-- BEGIN Extracted text --

Noël Wells (SNL/Master Of None) - Still Sleeping - Featured Artist
It’s hard to imagine Noël Wells was at a crossroads given her previous successes. In the years prior to now, she was a cast member on Saturday Night Live, the inimitable Rachel on Master of None, and the writer, director, and star of the award-winning indie feature film Mr. Roosevelt which continues to garner fans in the streaming space. After juggling roles in the worlds of comedy, television, and film, Wells never let her creativity or ambition pause. Which explains why now, with her debut album It’s So Nice, an 11 song LP that cinches Wells’ as not just a talent to watch, but a multihyphenate artist finding her voice.
“It kind of came as a surprise,” she says, referring to the songs that would eventually make up the 11 song LP. While Wells participated in band in middle school, and considered herself relatively musical, she had never actively entertained a career in music. But after experiencing an emotionally volatile 2016, including career frustrations, a breakup, and the national tumult that surrounded the election, she found herself writing poems to cope, and after buying a guitar and taking lessons, she eventually started writing songs. “They were just pouring out of me. I have always been somewhat of a songbird, but when I would sing it felt like I was imitating someone else, and so I never pursued it. Out of all this heartache I suddenly found I was singing in what felt like my real voice, there was no pretense, there was no filter. I felt almost possessed, like I had to get them out.” She spent the next year polishing the songs, taking guitar lessons, and eventually looking for collaborators to help her record. “I knew the songwriting was really good, and the songs were saying things I wanted to say much better than if I just said them. I wanted to do them justice.”
It’s So Nice is an engaging catchy song experience that saunters through a diverse set of folk pop songs, country ballads, and bonafide indie rock earworms. While beautifully and tastefully produced, what’s most striking is the songwriting. At times deceptively simple, the tightly composed lyrics are filled with timeless aphoristic one- liners, sometimes serious, sometimes political, sometimes lighthearted and witty, akin to songwriters like John Lennon (Sunrise) or Tom Petty (Brighter Day), both whom Wells’ cautiously sites as influences. Under the guise of her playful persona, she deftly and poetically addresses the very confusion, patronization, and heartbreak that got her behind the guitar in the first place. “It’s easy to blame your unhappiness on something outside of you, the world is messed up. And I am totally aware and can make fun of myself about how many songs there are about being a woman on this record, but I really was going through it man. Like, oh wait, maybe life is hard not because there’s something I am doing wrong. Maybe it’s hard because culturally we really have this deep hatred of women, all of us. But then again, who is responsible for making me feel better? And I realized, at the end of the day, what if most of my woes really stem from how much I really don’t like myself? It’s a floodgate that had to be reckoned with.”

-- END Extracted text --
-- BEGIN Excerpted data --

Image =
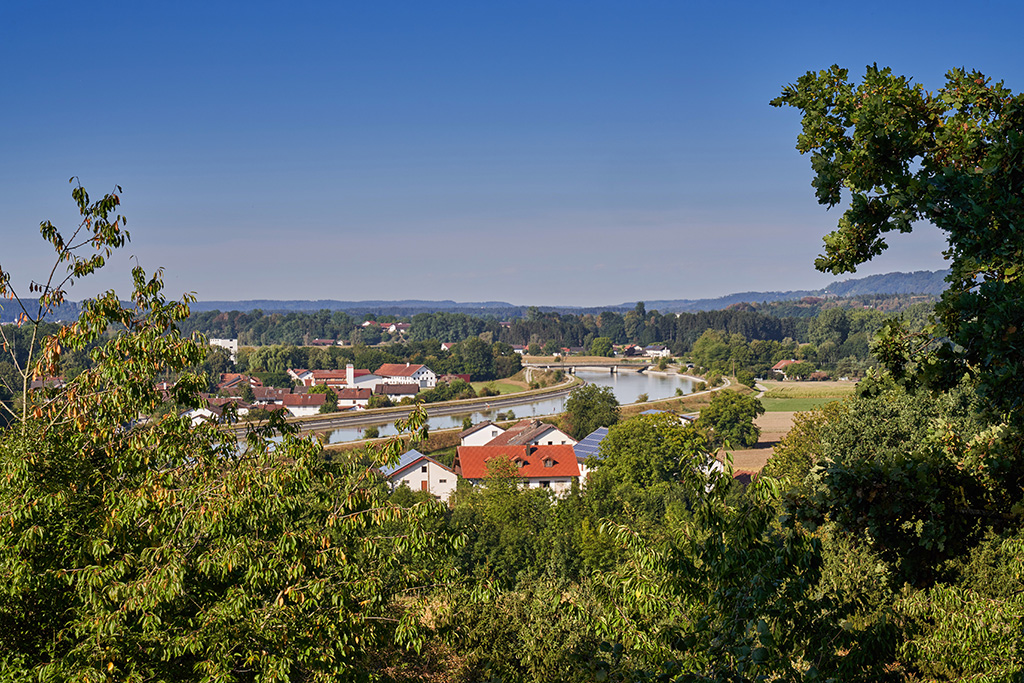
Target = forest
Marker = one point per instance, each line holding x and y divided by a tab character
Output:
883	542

-- END Excerpted data --
-- BEGIN Excerpted data --

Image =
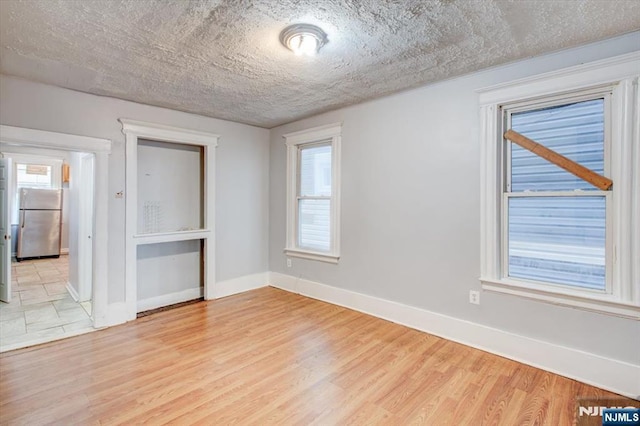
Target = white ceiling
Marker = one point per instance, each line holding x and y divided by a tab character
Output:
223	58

-- END Excerpted data --

- Tasks to perform -
1. In the Noël Wells profile, how many songs are on her debut album?
2. List the kinds of songs that the Noël Wells profile says It’s So Nice moves through.
3. Reproduce the stretch of the Noël Wells profile from "Noël Wells (SNL/Master" through "finding her voice." word for word.

- Solutions to the tasks -
1. Eleven.

2.
- Folk pop songs
- Country ballads
- Bonafide indie rock earworms

3.
Noël Wells (SNL/Master Of None) - Still Sleeping - Featured Artist
It’s hard to imagine Noël Wells was at a crossroads given her previous successes. In the years prior to now, she was a cast member on Saturday Night Live, the inimitable Rachel on Master of None, and the writer, director, and star of the award-winning indie feature film Mr. Roosevelt which continues to garner fans in the streaming space. After juggling roles in the worlds of comedy, television, and film, Wells never let her creativity or ambition pause. Which explains why now, with her debut album It’s So Nice, an 11 song LP that cinches Wells’ as not just a talent to watch, but a multihyphenate artist finding her voice.